-- Directions for this task --
Count the lines in the listing below that contain the string "block". Give only the number.

Supplied material Start Marker

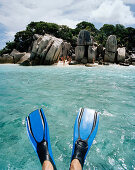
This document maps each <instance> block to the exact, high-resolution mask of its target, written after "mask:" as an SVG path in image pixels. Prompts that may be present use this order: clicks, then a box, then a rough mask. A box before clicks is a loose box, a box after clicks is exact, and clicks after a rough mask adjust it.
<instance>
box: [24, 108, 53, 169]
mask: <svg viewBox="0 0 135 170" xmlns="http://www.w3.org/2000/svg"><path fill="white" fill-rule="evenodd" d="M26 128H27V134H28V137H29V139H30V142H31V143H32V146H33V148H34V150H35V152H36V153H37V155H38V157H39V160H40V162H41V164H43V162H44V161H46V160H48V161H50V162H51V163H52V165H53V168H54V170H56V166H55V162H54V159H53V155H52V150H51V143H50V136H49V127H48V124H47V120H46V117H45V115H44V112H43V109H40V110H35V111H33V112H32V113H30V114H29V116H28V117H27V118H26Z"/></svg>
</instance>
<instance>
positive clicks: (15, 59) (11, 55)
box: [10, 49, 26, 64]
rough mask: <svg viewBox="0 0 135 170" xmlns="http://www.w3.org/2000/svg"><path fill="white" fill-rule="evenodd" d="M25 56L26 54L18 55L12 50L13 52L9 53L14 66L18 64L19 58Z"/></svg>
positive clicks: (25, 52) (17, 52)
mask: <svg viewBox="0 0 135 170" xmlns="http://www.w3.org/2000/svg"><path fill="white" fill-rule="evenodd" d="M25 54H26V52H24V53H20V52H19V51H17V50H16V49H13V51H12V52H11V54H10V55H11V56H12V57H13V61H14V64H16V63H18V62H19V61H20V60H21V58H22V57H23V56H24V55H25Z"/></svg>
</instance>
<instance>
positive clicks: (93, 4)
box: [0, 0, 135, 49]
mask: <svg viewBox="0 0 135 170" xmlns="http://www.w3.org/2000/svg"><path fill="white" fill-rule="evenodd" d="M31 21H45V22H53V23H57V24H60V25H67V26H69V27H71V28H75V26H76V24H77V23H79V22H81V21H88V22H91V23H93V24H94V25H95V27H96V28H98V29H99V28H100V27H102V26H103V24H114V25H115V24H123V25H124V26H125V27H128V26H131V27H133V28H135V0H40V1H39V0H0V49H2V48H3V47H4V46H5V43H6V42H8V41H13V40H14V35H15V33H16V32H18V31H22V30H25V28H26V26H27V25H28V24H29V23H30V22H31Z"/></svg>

Supplied material End Marker
Supplied material Start Marker

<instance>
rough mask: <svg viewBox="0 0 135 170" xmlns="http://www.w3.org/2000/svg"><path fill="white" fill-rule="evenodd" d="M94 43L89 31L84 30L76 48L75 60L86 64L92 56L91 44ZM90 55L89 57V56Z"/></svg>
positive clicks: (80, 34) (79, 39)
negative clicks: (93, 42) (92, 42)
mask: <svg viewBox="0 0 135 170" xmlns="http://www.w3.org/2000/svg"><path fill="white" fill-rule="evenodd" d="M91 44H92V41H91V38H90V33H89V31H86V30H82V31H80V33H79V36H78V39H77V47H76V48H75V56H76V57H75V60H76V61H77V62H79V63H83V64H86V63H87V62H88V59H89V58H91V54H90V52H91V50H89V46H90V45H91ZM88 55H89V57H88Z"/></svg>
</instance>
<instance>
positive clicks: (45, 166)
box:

Supplied material End Marker
Supplied material Start Marker

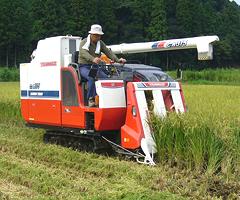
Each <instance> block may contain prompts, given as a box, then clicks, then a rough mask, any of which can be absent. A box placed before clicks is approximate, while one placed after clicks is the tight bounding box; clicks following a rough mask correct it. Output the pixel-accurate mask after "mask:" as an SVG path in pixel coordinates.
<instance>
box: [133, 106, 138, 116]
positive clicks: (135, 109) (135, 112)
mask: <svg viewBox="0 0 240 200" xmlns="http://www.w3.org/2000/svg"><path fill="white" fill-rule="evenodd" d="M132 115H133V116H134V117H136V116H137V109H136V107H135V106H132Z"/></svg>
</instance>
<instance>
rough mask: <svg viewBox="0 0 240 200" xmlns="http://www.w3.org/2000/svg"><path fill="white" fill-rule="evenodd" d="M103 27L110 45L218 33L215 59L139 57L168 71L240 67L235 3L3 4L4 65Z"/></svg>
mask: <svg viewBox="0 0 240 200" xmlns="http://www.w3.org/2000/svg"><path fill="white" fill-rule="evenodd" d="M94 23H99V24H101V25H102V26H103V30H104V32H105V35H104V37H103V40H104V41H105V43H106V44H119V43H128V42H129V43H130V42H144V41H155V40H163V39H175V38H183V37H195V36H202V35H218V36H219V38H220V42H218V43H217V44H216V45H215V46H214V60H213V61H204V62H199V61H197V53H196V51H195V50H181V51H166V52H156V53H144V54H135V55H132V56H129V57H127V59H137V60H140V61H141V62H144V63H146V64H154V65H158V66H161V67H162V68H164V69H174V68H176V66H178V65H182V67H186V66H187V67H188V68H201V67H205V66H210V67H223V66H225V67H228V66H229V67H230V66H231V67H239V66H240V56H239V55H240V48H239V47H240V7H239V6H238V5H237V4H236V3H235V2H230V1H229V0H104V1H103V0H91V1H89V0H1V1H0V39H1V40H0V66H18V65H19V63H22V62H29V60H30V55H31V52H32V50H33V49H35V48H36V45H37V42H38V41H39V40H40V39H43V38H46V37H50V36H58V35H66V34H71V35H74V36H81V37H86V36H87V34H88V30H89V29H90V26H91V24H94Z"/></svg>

Supplied material End Marker

-- Result of the task --
2